REQUEST »
Exactly retype the lines below from the one containing "wall in this photo, one per instance." through the end of the listing. Leave pictures out.

Pointing dataset records
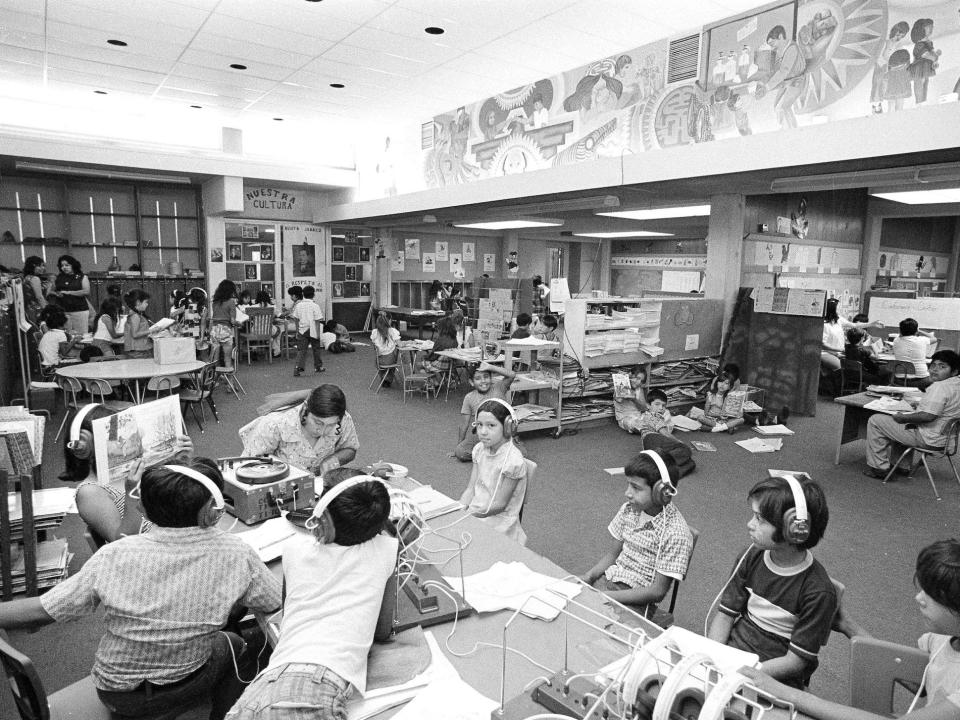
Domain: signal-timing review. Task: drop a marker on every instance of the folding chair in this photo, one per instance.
(952, 432)
(79, 700)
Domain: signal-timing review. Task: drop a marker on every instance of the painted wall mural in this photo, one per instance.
(798, 63)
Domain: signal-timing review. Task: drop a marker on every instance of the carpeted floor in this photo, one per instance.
(871, 544)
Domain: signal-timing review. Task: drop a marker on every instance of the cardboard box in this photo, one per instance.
(169, 351)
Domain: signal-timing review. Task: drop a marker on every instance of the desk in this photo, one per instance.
(127, 370)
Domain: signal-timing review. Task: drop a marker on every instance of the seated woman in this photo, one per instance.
(317, 435)
(105, 508)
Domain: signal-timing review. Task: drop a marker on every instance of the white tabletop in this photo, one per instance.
(127, 369)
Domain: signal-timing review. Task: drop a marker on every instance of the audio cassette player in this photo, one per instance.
(258, 488)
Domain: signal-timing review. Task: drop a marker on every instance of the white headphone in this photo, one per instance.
(74, 443)
(317, 517)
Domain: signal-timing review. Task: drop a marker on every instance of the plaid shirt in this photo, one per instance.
(165, 594)
(659, 544)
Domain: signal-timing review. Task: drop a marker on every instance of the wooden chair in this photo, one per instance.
(206, 380)
(852, 378)
(259, 335)
(877, 668)
(664, 618)
(79, 700)
(952, 432)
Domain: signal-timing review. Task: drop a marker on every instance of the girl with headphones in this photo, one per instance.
(780, 602)
(101, 505)
(498, 482)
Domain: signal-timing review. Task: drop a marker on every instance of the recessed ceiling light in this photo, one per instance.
(510, 224)
(625, 233)
(659, 213)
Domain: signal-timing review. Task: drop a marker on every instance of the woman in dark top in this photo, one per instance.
(72, 289)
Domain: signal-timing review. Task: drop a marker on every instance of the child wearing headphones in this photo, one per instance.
(340, 597)
(498, 482)
(650, 542)
(937, 579)
(779, 602)
(166, 595)
(104, 507)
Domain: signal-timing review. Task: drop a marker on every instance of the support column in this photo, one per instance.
(724, 251)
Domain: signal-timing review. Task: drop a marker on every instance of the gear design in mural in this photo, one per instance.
(517, 154)
(839, 39)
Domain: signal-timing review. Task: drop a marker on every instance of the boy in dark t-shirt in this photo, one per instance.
(779, 601)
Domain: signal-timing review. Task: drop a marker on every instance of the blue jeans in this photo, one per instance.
(294, 690)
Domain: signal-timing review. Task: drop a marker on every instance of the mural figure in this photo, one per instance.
(925, 58)
(788, 78)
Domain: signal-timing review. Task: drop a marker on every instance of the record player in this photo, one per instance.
(257, 488)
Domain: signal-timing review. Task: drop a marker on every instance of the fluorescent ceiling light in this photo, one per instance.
(921, 197)
(510, 224)
(660, 213)
(625, 233)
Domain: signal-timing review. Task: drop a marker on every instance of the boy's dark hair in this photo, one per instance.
(53, 316)
(774, 498)
(656, 394)
(173, 500)
(938, 573)
(360, 512)
(645, 468)
(909, 326)
(950, 357)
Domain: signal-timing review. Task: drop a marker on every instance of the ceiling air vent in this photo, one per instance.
(683, 59)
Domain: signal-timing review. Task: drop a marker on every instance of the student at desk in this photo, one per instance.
(923, 427)
(339, 599)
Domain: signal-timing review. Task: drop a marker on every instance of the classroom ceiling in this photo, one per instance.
(246, 59)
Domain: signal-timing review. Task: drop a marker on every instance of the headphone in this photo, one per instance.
(321, 518)
(663, 490)
(796, 520)
(510, 423)
(76, 445)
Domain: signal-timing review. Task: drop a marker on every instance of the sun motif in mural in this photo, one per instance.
(839, 39)
(517, 154)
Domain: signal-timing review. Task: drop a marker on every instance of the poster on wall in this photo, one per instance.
(411, 247)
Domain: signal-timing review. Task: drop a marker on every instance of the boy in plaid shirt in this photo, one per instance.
(650, 543)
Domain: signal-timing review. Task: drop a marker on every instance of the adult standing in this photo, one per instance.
(922, 428)
(317, 435)
(72, 290)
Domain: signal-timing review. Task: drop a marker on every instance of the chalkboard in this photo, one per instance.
(933, 313)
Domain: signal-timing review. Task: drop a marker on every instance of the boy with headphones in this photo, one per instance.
(166, 595)
(780, 602)
(650, 542)
(340, 590)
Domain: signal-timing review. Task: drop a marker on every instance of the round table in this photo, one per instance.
(127, 370)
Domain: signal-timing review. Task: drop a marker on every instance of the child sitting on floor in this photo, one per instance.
(723, 409)
(55, 344)
(166, 595)
(650, 542)
(484, 387)
(340, 587)
(498, 482)
(779, 602)
(937, 578)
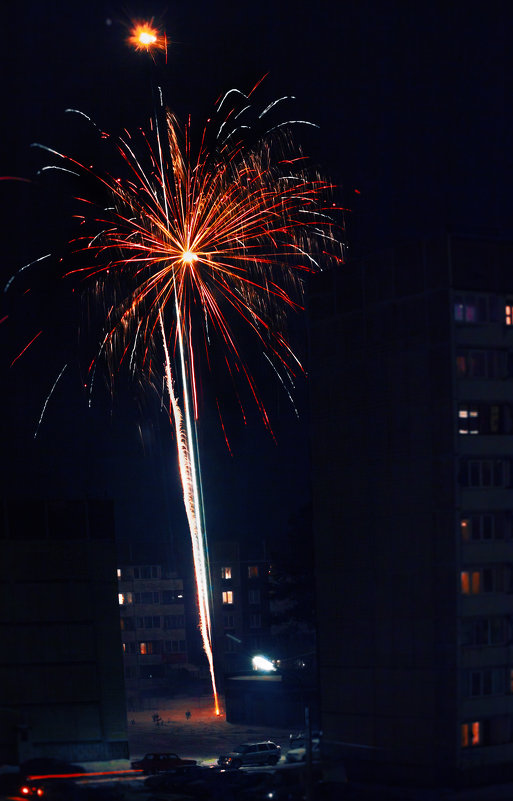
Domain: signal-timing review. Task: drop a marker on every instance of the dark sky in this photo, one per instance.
(414, 107)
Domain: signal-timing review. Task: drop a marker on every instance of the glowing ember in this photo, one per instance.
(144, 36)
(191, 247)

FINISHED ANSWER »
Domain: signal-timing review. Task: drop a marker on every instance of the poster on wall in this photo, one per instance.
(411, 247)
Domain: signal-timing review. Task: drop a marker on every instance of the boy in plaid shirt in this photo, one per instance.
(650, 543)
Domain: signal-timing review. Task: drop a marker on every instance of the adult standing in this photo, one per instance.
(922, 428)
(317, 435)
(72, 290)
Domain: signal-timing review. Task: drop a marker on every instance of the chalkboard in this photo, one per instance.
(933, 313)
Domain: signal-timing review. Task: drop a marker on every instance of the boy with headphones in this photo, one per instance.
(166, 595)
(780, 602)
(650, 542)
(340, 590)
Domain: signal-timing review. Task: drop a marker on every instance of the round table in this photo, one per instance.
(127, 370)
Domain: signal-timing review. Task: drop a marker on every instance of the child sitting on floor in this photo, one per instance.
(723, 409)
(55, 344)
(166, 595)
(650, 542)
(484, 387)
(340, 587)
(498, 482)
(779, 602)
(937, 578)
Domain: signal-timing review. Task: drop a marker on every instance of the dark sky in this photo, one per instance.
(414, 107)
Domain: signal-timing review. Task: drop a marker on every instance of the glowing ember in this photo, one per instance.
(144, 36)
(191, 247)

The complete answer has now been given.